• _What the exercise asks_: Please quote the lines below verbatim, starting with the line that contains "Query: **forehead**" and going on through the line that contains "M 64 24 L 64", with both of those lines included.

Region annotation entries

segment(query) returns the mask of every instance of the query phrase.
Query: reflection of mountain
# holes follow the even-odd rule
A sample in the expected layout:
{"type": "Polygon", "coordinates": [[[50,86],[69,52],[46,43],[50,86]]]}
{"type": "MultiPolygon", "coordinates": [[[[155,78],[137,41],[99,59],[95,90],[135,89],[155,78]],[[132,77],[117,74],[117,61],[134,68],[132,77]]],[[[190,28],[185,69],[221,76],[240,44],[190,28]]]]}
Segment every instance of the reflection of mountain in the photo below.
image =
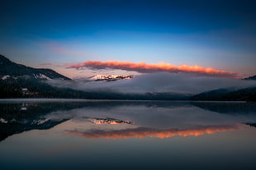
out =
{"type": "Polygon", "coordinates": [[[145,137],[158,137],[168,138],[174,136],[201,136],[205,134],[213,134],[218,131],[232,131],[239,128],[238,124],[235,125],[225,125],[225,126],[201,126],[195,129],[150,129],[145,127],[139,127],[135,129],[125,129],[116,131],[104,131],[96,130],[88,131],[67,131],[69,134],[81,136],[85,138],[107,138],[107,139],[117,139],[117,138],[145,138],[145,137]]]}
{"type": "Polygon", "coordinates": [[[67,119],[48,120],[43,116],[58,110],[81,107],[80,103],[0,103],[0,141],[13,134],[50,129],[67,119]]]}
{"type": "Polygon", "coordinates": [[[225,114],[255,114],[256,103],[244,102],[192,102],[201,108],[225,114]]]}
{"type": "Polygon", "coordinates": [[[22,101],[0,103],[0,140],[33,129],[50,129],[64,122],[73,126],[69,130],[71,133],[92,138],[198,136],[233,130],[238,127],[237,123],[255,122],[255,117],[249,114],[256,113],[254,103],[22,101]],[[223,115],[215,114],[218,117],[212,119],[211,113],[205,114],[193,106],[230,115],[222,118],[223,115]],[[235,119],[234,114],[249,117],[235,119]],[[81,126],[77,131],[78,122],[81,126]]]}
{"type": "Polygon", "coordinates": [[[45,130],[50,129],[53,126],[64,122],[66,120],[61,121],[50,121],[50,120],[34,120],[32,122],[6,122],[0,123],[0,141],[6,139],[9,136],[12,136],[14,134],[21,133],[23,131],[28,131],[31,130],[45,130]],[[40,123],[40,121],[43,122],[40,123]]]}
{"type": "Polygon", "coordinates": [[[203,92],[190,98],[201,101],[256,101],[256,87],[240,90],[215,90],[203,92]]]}

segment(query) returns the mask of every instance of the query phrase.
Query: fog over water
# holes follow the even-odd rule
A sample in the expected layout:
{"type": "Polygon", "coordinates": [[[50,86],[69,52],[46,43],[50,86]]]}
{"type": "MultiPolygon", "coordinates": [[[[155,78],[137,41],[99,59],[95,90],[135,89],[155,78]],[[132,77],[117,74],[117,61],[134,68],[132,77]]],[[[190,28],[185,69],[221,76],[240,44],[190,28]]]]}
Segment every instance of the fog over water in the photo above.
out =
{"type": "Polygon", "coordinates": [[[175,92],[198,94],[207,90],[256,86],[256,81],[231,78],[202,76],[188,73],[151,73],[117,81],[90,81],[88,79],[73,80],[50,80],[50,85],[85,91],[113,91],[121,93],[175,92]]]}

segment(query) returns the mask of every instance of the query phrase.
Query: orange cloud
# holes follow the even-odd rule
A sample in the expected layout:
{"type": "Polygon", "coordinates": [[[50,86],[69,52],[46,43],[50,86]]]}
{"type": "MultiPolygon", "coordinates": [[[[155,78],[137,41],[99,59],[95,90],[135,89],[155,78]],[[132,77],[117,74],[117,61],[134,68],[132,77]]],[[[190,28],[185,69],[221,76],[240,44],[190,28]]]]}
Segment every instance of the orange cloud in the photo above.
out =
{"type": "Polygon", "coordinates": [[[40,63],[40,65],[41,65],[41,66],[50,66],[51,63],[40,63]]]}
{"type": "Polygon", "coordinates": [[[160,62],[158,64],[147,64],[145,62],[99,62],[99,61],[88,61],[83,63],[71,65],[66,68],[83,68],[88,67],[92,69],[121,69],[126,71],[135,71],[141,73],[145,72],[159,72],[159,71],[168,71],[168,72],[187,72],[187,73],[197,73],[200,75],[206,76],[223,76],[223,77],[236,77],[238,73],[232,71],[225,71],[215,70],[213,68],[206,68],[198,66],[174,66],[169,63],[160,62]]]}
{"type": "Polygon", "coordinates": [[[157,137],[168,138],[173,136],[201,136],[205,134],[213,134],[218,131],[232,131],[239,128],[239,124],[225,125],[225,126],[212,126],[200,127],[197,129],[167,129],[167,130],[155,130],[145,127],[139,127],[136,129],[125,129],[119,131],[106,131],[102,130],[97,130],[95,131],[83,132],[78,131],[67,131],[67,132],[73,135],[81,136],[85,138],[106,138],[106,139],[117,139],[117,138],[145,138],[145,137],[157,137]]]}

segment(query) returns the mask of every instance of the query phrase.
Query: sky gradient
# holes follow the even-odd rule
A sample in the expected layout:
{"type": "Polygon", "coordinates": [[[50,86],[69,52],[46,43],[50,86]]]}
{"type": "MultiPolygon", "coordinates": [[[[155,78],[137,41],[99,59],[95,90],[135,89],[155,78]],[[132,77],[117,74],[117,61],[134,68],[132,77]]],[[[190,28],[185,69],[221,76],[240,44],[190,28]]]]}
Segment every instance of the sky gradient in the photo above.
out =
{"type": "Polygon", "coordinates": [[[1,2],[0,53],[26,66],[69,77],[97,73],[67,68],[88,61],[256,74],[254,1],[1,2]]]}

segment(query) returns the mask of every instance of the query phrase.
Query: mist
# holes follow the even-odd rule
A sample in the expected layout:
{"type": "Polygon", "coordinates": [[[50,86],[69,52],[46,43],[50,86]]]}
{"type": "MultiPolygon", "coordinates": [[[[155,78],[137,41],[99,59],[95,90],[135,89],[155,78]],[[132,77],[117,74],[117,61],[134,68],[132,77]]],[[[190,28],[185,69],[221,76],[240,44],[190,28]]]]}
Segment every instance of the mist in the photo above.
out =
{"type": "Polygon", "coordinates": [[[53,80],[48,83],[54,86],[84,91],[113,91],[124,94],[173,92],[195,94],[217,89],[236,90],[256,86],[255,80],[169,72],[142,74],[130,80],[111,82],[92,81],[83,78],[73,80],[53,80]]]}

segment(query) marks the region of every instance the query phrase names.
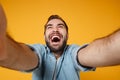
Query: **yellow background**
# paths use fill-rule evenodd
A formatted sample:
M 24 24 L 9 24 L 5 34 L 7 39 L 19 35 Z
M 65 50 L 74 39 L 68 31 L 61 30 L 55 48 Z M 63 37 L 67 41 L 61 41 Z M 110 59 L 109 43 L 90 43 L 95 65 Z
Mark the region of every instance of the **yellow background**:
M 43 25 L 51 14 L 69 25 L 68 43 L 82 45 L 120 27 L 120 0 L 1 0 L 8 32 L 24 43 L 43 43 Z M 81 80 L 120 80 L 120 66 L 81 72 Z M 0 80 L 31 80 L 31 73 L 0 67 Z

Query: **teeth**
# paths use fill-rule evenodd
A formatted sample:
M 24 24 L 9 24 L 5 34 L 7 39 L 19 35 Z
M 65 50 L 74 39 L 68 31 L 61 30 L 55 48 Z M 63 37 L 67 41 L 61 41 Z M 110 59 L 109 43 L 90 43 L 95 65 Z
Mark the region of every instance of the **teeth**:
M 59 36 L 53 36 L 53 37 L 52 37 L 52 40 L 53 40 L 54 38 L 58 38 L 58 39 L 60 39 L 60 37 L 59 37 Z

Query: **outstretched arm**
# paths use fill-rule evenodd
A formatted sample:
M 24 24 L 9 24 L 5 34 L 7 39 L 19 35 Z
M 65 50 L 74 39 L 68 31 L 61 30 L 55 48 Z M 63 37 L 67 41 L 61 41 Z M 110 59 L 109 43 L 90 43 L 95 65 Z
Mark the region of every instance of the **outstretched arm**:
M 38 57 L 23 43 L 15 42 L 6 34 L 6 16 L 0 5 L 0 66 L 14 70 L 33 69 Z
M 78 52 L 78 60 L 84 66 L 102 67 L 120 64 L 120 29 L 94 40 Z

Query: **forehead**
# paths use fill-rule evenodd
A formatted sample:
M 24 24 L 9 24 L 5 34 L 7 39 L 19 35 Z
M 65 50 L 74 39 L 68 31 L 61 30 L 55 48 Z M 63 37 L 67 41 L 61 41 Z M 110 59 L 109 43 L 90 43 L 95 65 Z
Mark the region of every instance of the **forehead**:
M 64 24 L 64 22 L 60 19 L 52 19 L 47 24 L 59 24 L 59 23 Z

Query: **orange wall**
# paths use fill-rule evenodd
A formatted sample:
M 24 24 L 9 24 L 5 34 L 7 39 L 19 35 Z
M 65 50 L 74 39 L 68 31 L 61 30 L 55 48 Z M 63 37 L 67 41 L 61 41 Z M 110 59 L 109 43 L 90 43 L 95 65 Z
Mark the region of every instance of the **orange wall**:
M 120 27 L 119 0 L 0 0 L 8 19 L 8 32 L 24 43 L 44 43 L 43 25 L 51 14 L 69 25 L 68 43 L 84 44 Z M 81 80 L 120 80 L 120 66 L 81 72 Z M 25 74 L 0 67 L 0 80 L 31 80 Z

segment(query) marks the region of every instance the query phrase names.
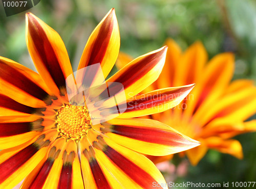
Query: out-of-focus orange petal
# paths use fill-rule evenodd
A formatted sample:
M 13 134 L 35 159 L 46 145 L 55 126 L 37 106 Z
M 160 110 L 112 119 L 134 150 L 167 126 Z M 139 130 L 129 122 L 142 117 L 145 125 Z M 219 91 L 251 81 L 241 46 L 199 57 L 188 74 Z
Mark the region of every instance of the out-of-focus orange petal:
M 193 93 L 194 100 L 187 101 L 187 116 L 205 100 L 214 102 L 223 94 L 233 76 L 234 66 L 234 56 L 228 52 L 218 55 L 209 62 Z
M 200 143 L 158 121 L 145 119 L 115 118 L 95 129 L 115 142 L 139 152 L 165 155 L 194 148 Z
M 212 137 L 205 139 L 205 141 L 209 148 L 228 153 L 240 159 L 243 158 L 242 146 L 236 140 L 224 140 L 219 137 Z
M 167 188 L 160 171 L 144 155 L 116 144 L 108 137 L 102 136 L 97 140 L 89 142 L 112 187 Z
M 78 69 L 100 63 L 105 78 L 118 55 L 120 34 L 115 9 L 111 9 L 90 36 Z
M 175 86 L 197 83 L 200 79 L 203 68 L 207 60 L 206 51 L 200 42 L 188 47 L 177 65 Z
M 232 81 L 224 91 L 224 95 L 239 92 L 246 88 L 251 88 L 254 86 L 252 80 L 241 79 Z

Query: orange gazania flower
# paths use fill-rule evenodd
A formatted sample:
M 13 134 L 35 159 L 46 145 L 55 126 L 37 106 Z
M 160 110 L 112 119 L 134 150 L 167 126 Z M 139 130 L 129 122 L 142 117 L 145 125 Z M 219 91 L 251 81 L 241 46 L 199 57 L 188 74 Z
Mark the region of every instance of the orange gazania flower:
M 73 71 L 59 35 L 27 13 L 26 41 L 39 74 L 0 57 L 0 187 L 11 188 L 25 177 L 22 188 L 166 187 L 140 153 L 165 155 L 199 144 L 158 121 L 131 118 L 177 105 L 194 86 L 131 98 L 159 76 L 166 47 L 135 59 L 106 81 L 121 83 L 129 103 L 119 117 L 93 125 L 87 106 L 68 100 L 66 79 Z M 78 69 L 99 63 L 105 78 L 119 46 L 112 9 L 89 38 Z
M 168 48 L 163 71 L 144 91 L 190 83 L 196 85 L 178 106 L 152 117 L 201 142 L 200 146 L 180 154 L 182 156 L 185 152 L 193 165 L 209 149 L 242 158 L 241 144 L 230 138 L 256 131 L 255 120 L 244 122 L 256 112 L 256 88 L 252 81 L 238 79 L 230 83 L 234 67 L 231 53 L 218 55 L 206 64 L 207 55 L 200 42 L 184 52 L 172 39 L 168 39 L 166 44 Z M 130 59 L 121 53 L 117 64 L 125 64 Z M 157 163 L 172 157 L 150 159 Z

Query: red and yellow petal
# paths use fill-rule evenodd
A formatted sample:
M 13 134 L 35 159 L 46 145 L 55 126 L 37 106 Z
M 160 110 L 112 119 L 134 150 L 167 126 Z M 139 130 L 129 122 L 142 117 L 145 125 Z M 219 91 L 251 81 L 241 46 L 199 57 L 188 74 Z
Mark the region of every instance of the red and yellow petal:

• _Result_:
Query: **forehead**
# paths use fill-rule evenodd
A formatted sample:
M 24 24 L 9 24 L 5 34 L 7 39 L 19 35 Z
M 65 50 L 74 39 L 68 31 L 61 30 L 55 48 Z M 63 37 L 67 41 L 61 41 Z M 110 59 L 109 43 L 90 43 L 95 65 Z
Mark the region of every instance of the **forehead**:
M 64 24 L 64 22 L 60 19 L 52 19 L 47 24 L 59 24 L 59 23 Z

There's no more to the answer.